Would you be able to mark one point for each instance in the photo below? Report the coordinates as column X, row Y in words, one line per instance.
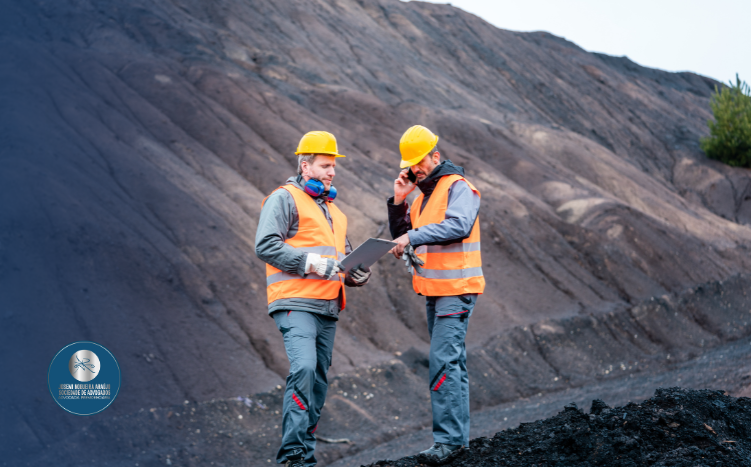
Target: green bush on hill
column 729, row 139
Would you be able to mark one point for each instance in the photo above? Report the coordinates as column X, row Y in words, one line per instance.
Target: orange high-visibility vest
column 453, row 269
column 314, row 235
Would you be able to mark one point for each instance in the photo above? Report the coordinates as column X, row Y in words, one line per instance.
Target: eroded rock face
column 140, row 137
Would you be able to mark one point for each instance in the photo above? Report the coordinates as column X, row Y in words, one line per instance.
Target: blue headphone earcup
column 332, row 193
column 314, row 188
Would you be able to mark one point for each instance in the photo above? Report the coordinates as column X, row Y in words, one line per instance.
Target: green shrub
column 729, row 139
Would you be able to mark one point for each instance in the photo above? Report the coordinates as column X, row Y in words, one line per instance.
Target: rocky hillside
column 139, row 138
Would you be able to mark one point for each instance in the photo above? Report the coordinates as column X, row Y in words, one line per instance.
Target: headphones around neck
column 316, row 188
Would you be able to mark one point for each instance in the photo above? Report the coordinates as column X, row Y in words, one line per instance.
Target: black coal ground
column 676, row 427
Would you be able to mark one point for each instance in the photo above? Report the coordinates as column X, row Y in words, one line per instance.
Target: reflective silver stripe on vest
column 451, row 273
column 319, row 250
column 452, row 248
column 283, row 276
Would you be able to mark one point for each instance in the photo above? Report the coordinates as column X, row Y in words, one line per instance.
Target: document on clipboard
column 367, row 253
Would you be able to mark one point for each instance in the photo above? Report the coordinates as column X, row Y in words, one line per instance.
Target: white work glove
column 412, row 260
column 360, row 274
column 324, row 267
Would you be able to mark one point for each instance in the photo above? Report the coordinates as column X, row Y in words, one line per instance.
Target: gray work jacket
column 279, row 221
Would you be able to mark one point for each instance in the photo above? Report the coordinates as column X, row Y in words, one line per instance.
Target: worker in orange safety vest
column 439, row 238
column 302, row 236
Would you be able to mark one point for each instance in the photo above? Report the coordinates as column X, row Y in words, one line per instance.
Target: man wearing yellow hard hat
column 302, row 236
column 439, row 238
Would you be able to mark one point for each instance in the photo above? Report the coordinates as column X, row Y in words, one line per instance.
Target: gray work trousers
column 309, row 341
column 448, row 318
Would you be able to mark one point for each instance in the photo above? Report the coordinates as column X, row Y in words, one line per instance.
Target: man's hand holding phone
column 403, row 186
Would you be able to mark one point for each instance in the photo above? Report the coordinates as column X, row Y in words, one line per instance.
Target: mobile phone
column 412, row 178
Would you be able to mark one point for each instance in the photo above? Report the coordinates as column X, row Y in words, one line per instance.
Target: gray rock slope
column 138, row 139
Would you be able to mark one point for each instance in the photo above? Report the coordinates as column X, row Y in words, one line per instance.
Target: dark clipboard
column 367, row 253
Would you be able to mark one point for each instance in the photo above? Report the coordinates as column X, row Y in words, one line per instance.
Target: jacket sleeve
column 399, row 220
column 278, row 219
column 461, row 213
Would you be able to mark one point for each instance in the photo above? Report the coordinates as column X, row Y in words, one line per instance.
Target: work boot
column 440, row 451
column 295, row 459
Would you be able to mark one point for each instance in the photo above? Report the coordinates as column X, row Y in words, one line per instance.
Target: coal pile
column 676, row 427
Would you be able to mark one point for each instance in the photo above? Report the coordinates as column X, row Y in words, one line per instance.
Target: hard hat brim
column 404, row 164
column 319, row 153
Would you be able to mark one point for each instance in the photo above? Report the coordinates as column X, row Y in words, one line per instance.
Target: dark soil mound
column 677, row 427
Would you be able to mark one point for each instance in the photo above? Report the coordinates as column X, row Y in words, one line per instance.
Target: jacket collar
column 444, row 168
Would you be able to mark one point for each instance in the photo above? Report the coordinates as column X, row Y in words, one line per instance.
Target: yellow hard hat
column 318, row 142
column 415, row 144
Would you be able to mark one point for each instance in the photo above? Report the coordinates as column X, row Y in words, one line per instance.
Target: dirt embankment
column 384, row 409
column 139, row 138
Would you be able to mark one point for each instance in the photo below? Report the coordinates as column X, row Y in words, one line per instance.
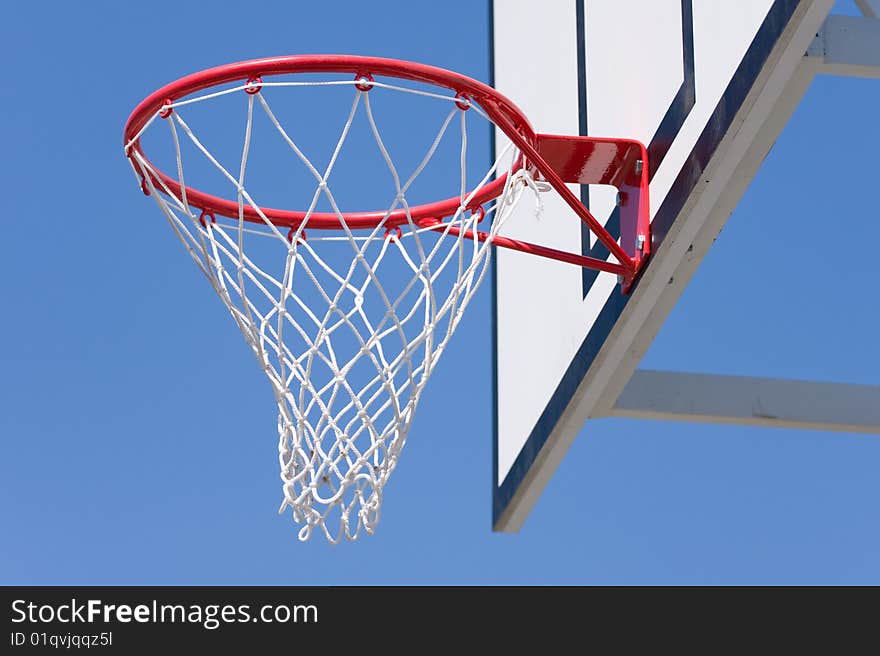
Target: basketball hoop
column 348, row 355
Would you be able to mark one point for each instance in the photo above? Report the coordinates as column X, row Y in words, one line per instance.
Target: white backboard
column 697, row 81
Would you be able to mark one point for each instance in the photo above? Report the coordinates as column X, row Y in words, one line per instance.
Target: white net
column 346, row 324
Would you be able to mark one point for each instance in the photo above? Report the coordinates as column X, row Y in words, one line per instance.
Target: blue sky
column 138, row 438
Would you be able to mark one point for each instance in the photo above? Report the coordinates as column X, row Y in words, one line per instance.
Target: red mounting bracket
column 622, row 163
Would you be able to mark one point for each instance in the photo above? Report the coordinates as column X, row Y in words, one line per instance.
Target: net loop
column 348, row 325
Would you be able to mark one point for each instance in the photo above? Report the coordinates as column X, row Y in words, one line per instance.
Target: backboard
column 707, row 86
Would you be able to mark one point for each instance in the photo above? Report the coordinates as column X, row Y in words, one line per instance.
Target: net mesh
column 347, row 325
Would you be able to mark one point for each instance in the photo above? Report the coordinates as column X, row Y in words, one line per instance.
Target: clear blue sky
column 138, row 437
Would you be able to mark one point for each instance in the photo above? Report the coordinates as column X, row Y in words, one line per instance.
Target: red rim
column 500, row 110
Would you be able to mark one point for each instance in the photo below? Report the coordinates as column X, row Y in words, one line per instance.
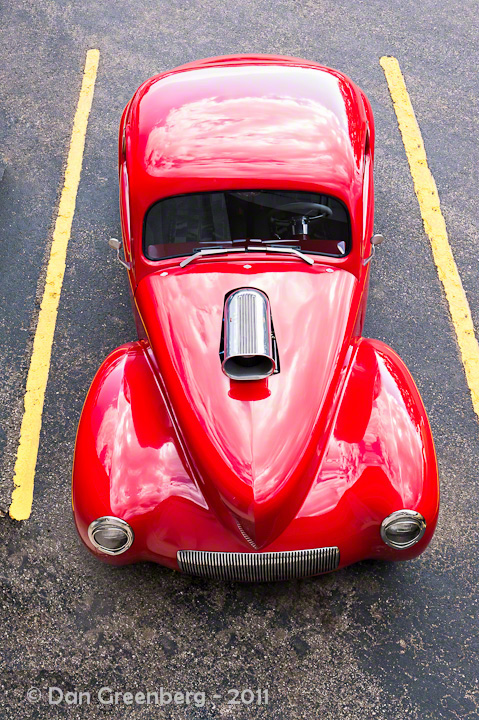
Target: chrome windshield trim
column 291, row 251
column 208, row 251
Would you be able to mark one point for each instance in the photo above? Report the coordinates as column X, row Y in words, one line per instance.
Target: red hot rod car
column 251, row 432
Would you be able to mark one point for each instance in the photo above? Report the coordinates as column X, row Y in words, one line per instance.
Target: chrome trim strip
column 258, row 567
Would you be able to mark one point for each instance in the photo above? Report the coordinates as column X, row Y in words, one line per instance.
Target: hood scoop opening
column 248, row 349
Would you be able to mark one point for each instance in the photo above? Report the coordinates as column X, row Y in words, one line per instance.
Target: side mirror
column 375, row 241
column 115, row 244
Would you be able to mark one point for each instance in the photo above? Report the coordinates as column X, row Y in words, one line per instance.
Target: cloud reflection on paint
column 209, row 133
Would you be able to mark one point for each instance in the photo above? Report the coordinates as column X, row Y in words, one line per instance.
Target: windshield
column 183, row 224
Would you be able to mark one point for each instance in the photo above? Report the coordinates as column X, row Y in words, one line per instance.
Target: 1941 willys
column 251, row 432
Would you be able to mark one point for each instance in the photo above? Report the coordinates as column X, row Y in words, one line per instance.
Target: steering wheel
column 301, row 212
column 304, row 209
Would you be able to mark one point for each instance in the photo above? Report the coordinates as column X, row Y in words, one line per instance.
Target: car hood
column 255, row 447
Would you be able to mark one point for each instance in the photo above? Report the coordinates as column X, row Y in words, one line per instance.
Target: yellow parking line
column 434, row 225
column 37, row 378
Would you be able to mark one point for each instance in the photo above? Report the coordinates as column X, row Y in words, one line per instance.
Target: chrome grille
column 257, row 567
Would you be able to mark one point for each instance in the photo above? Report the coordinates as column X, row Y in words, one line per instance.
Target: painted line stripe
column 434, row 225
column 37, row 378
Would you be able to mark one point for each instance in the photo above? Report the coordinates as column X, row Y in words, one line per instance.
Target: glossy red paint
column 317, row 455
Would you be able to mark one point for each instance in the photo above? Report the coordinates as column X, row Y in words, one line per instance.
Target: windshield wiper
column 251, row 248
column 268, row 248
column 209, row 251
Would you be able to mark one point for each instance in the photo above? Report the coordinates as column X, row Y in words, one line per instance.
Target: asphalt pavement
column 371, row 641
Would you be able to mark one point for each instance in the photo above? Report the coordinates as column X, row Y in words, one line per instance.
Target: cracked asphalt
column 372, row 641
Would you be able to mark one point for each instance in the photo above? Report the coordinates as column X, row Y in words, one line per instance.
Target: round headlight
column 402, row 529
column 111, row 535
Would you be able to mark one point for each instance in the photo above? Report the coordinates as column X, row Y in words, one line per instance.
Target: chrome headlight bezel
column 106, row 522
column 398, row 516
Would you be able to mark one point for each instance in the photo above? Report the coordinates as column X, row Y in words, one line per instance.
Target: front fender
column 380, row 458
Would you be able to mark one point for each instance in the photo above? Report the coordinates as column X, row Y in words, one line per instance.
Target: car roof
column 246, row 122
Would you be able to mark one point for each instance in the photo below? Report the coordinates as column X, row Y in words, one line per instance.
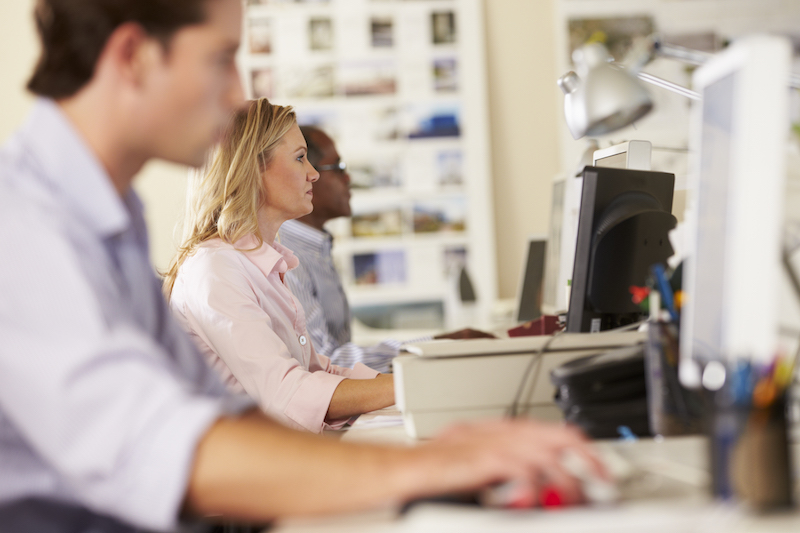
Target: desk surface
column 668, row 493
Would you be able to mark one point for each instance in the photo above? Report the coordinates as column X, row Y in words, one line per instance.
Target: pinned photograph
column 443, row 27
column 455, row 258
column 445, row 74
column 261, row 80
column 360, row 78
column 440, row 215
column 382, row 32
column 312, row 82
column 432, row 121
column 377, row 223
column 617, row 34
column 259, row 33
column 450, row 168
column 320, row 33
column 374, row 174
column 380, row 268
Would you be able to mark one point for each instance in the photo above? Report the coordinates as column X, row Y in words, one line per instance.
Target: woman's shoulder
column 213, row 254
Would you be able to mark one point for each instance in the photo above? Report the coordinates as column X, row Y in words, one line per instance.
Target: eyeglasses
column 340, row 167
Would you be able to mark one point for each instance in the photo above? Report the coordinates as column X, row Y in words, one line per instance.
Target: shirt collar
column 268, row 258
column 306, row 235
column 69, row 166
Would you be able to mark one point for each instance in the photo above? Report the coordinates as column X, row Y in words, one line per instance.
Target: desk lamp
column 604, row 96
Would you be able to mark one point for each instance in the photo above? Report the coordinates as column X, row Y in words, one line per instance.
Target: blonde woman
column 226, row 283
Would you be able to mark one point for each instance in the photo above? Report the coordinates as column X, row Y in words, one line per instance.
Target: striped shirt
column 318, row 287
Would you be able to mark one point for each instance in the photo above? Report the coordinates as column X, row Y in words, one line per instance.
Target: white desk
column 667, row 495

__Task to complete__
Please pick out every line in the items above that contains the string "woman", and copy each of those lines in full. Case counts when matching.

__Task solution__
Target: woman's shoulder
Target: blonde woman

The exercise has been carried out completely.